Задание 1
Какое искусство отрывок о поэзии называет ее истинной сестрой?

Предложенный отрывок

____

85. Мне на ум приходят два поэта, чье поэтическое творчество мне особенно дорого: Катулл и Эмили Дикинсон. Если бы не было их поэзии, никакое количество исторической и биографической информации о них, никакое количество музыки и живописи, которые они, допустим, сумели бы произвести на свет, никакое количество даже (буде таковое осуществимо) интервью и личных встреч с ними не сумели бы компенсировать мне утрату точного знания об их глубинной реальности, их самой реальной реальности — той, которая открывается в их стихах. Мне жаль, что не сохранилось скульптурной головы Катулла, жаль, что, кроме одного-единственного плохонького дагерротипа, не сохранилось изображений Эмили Дикинсон, как нет и записи ее голоса; но все это сущие пустяки по сравнению с той невосполнимостью, которую явило бы собой отсутствие их поэзии.

86. Поэзия подвергается нападкам со всех сторон; со стороны науки нападок на нее больше, чем на любое другое из искусств, потому что, как и наука, она оперирует смыслом, хотя, вообще говоря, оперирует совсем в иных ситуациях и с совсем иными намерениями, нежели прикладная наука. Она подвергается нападкам со стороны других искусств, хотя скорее не прямо, а косвенно; и порой на нее ополчается собственно историческая ситуация.

87. О поэзии часто отзываются пренебрежительно, так как она не из тех искусств, которые, подобно музыке и живописи, обладают «интернациональным языком». Она расплачивается за то, что имеет в своем распоряжении точнейшее орудие. Но это же самое орудие и делает ее искусством наиболее открытым, наименее подверженным эксплуатации и тирании.

88. Многие всерьез полагают, что поэтам некого винить, кроме самих себя, за то плачевное состояние, в котором пребывает их искусство. И конечно, они виновны — виновны начиная с эпохи символизма — в том, что внесли опасную путаницу между языком музыки и собственно языком. Нота сама по себе значением не обладает — значение, какое ни есть, она приобретает, когда ее помещают в один ряд с другими нотами, но даже тогда, в составе некой гармонической группы или мелодического ряда, ее значение будет варьироваться в зависимости от темперамента, национальной принадлежности и музыкальной искушенности конкретного слушателя. Музыка — это такой язык, главная красота которого во множественности значения, притом уточним, во вне-лингвистической множественности значения; короче говоря, музыка — не язык, так что метафора эта ложная. Зато поэзия пользуется языком, который обязан иметь значение; большинство из так называемых «музыкальных» приемов в поэзии — аллитерация, эвфония, ассонанс, рифма — по сути дела, приемы ритмические, на службе у поэтического размера. Истинная сестра поэзии — танец, который возник в истории человека раньше музыки. Из-за этой исторической путаницы между музыкой и поэзией и получила распространение вышедшая из-под контроля усложненная образность и недосказанность искусства постсимволизма. Малларме и его последователи пытались чуть ли не под дулом пистолета обвенчать поэзию с музыкой. Они пытались вложить в слова всю подвижность, текучесть, переменчивость и зыбкость музыки Вагнера и Дебюсси, — но словам это бремя оказалось не под силу; и поскольку словесные звуки никак не желали приспособиться к требуемой зыбкости, эту задачу возложили на словесные значения. Я ни в коем случае не умаляю ни смелости, ни прелести творчества Малларме; но в современной художественной практике результат этой путаницы приводит к следующему: именно искушенность в символике, умение жонглировать символами, произвольно создавать и рассыпать композиционные схемы, напускать туману, продвигаться не иначе как методом семантического дифференциального исчисления даже там, где хватило бы простого арифметического сложения, — все это почитается исключительно новаторским и по высшим творческим меркам наиболее ценным. Конечно, это может быть и новаторским, и ценным; а вот насчет исключительно и наиболее — тут не все так бесспорно.

____

Данные упражнения
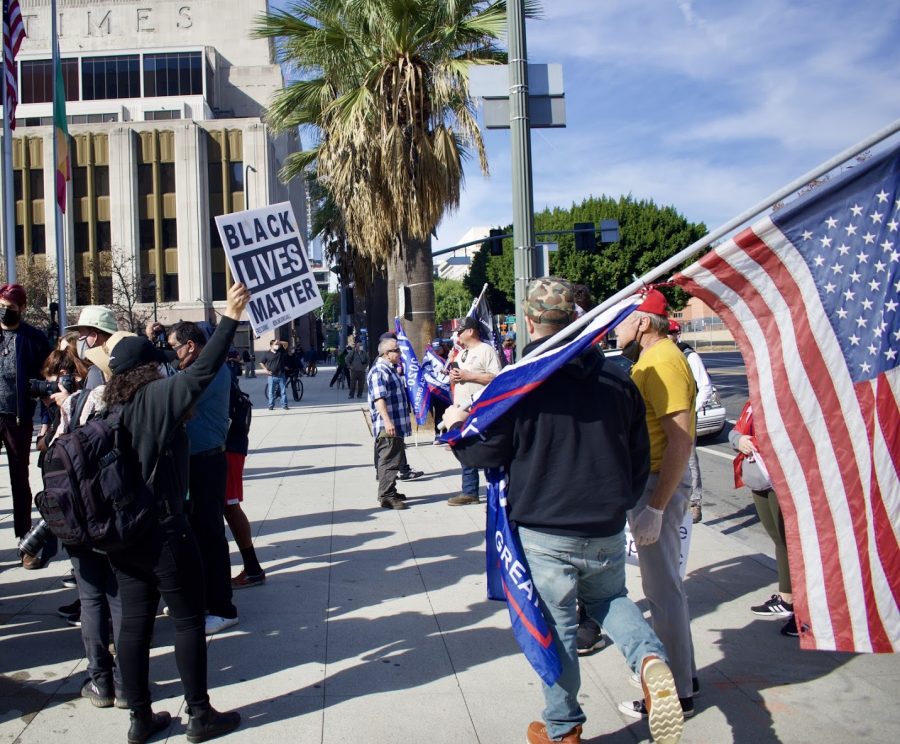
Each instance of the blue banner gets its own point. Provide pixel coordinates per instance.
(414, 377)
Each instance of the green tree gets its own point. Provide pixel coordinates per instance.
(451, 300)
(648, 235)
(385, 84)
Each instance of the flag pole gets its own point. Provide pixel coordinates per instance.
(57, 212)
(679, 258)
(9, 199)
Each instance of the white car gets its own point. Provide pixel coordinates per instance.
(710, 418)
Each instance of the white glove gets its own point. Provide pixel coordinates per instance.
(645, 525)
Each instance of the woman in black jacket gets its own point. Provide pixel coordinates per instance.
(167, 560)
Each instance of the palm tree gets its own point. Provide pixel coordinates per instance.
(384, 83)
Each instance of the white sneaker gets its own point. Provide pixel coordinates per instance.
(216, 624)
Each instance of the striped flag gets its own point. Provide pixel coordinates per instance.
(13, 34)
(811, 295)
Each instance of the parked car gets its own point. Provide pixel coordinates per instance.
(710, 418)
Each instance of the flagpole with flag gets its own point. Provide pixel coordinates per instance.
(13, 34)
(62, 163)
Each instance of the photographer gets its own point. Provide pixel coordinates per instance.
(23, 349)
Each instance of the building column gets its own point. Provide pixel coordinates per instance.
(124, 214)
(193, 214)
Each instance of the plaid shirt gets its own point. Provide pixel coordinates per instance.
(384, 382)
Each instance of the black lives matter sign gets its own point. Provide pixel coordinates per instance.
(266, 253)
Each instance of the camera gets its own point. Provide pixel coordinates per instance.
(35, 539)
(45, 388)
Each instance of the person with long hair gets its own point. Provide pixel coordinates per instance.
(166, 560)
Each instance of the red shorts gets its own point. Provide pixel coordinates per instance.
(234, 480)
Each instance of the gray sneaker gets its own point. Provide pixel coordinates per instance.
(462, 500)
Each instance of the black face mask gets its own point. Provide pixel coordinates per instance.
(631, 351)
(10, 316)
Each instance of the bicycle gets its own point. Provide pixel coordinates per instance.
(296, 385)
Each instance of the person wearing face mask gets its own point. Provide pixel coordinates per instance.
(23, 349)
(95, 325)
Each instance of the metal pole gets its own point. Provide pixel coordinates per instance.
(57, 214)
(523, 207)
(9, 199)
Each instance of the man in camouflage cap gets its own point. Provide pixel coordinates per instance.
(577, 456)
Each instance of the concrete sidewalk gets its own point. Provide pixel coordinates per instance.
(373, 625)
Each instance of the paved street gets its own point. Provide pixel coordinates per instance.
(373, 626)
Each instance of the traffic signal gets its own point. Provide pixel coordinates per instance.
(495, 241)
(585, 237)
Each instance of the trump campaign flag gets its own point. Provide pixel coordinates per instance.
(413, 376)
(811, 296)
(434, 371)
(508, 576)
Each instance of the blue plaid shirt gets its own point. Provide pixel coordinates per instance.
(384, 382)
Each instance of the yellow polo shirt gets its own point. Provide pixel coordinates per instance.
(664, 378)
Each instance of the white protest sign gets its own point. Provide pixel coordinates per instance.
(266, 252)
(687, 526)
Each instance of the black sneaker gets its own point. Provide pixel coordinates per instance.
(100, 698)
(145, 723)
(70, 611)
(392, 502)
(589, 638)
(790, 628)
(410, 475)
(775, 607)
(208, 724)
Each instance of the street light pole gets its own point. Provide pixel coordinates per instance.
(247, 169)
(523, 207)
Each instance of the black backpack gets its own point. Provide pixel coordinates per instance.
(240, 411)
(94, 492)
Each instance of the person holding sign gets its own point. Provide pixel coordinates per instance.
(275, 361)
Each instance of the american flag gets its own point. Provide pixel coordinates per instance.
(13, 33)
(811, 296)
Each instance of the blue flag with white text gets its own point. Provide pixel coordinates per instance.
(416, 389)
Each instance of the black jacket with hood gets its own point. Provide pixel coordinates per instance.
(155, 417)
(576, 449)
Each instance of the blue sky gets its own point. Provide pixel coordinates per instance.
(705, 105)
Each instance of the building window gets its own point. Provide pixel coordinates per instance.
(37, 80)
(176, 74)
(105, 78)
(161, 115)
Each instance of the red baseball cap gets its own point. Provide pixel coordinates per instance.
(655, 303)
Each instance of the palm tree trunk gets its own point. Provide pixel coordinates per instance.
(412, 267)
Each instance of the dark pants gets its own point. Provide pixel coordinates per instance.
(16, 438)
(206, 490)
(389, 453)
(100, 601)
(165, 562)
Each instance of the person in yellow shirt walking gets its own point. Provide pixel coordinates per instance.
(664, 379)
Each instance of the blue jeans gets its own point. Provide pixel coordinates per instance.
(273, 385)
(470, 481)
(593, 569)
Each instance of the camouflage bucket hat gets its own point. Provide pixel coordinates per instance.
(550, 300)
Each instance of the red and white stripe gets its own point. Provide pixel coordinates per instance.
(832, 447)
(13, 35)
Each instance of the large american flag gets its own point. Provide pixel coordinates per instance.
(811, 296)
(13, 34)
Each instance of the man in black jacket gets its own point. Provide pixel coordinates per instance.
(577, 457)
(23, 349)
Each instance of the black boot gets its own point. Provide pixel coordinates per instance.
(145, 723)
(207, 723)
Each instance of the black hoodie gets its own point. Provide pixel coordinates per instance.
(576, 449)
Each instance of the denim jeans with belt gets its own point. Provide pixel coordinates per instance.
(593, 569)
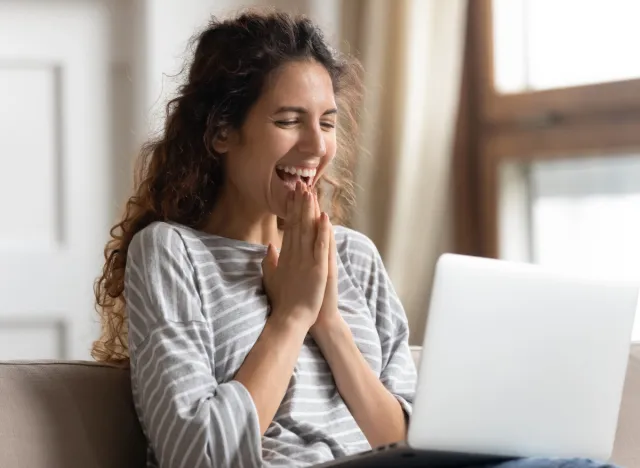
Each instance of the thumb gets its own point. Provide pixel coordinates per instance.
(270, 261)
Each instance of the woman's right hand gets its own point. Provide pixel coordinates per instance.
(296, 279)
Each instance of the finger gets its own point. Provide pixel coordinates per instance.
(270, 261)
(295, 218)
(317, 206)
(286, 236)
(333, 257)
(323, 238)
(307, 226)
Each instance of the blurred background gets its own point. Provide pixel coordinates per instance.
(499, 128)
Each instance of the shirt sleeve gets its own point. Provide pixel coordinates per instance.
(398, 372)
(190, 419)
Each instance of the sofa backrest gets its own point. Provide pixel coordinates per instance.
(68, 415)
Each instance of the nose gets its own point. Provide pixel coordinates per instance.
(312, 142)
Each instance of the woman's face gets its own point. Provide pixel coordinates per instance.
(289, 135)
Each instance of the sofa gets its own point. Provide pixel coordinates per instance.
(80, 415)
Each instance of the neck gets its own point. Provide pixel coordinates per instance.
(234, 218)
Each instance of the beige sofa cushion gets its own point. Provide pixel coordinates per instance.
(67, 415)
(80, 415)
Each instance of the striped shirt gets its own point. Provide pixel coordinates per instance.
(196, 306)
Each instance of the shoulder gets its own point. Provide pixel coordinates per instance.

____

Задание 2
Выпишите из записей дословно строки, начиная со строки, где есть «Each instance of the shirt», и до конца записей включительно.

Ответ к заданию 1
Танец.

Ответ к заданию 2
Each instance of the shirt sleeve gets its own point. Provide pixel coordinates per instance.
(398, 372)
(190, 419)
Each instance of the sofa backrest gets its own point. Provide pixel coordinates per instance.
(68, 415)
Each instance of the nose gets its own point. Provide pixel coordinates per instance.
(312, 142)
Each instance of the woman's face gets its own point. Provide pixel coordinates per instance.
(289, 135)
Each instance of the sofa gets its own point. Provide pixel coordinates per instance.
(80, 415)
Each instance of the neck gets its own point. Provide pixel coordinates per instance.
(234, 218)
Each instance of the beige sofa cushion gets its own point. Provide pixel coordinates per instance.
(67, 415)
(80, 415)
Each instance of the striped shirt gets its own point. Provide pixel coordinates per instance.
(196, 306)
Each instance of the shoulder gets its own point. Provide pixel coordinates per instance.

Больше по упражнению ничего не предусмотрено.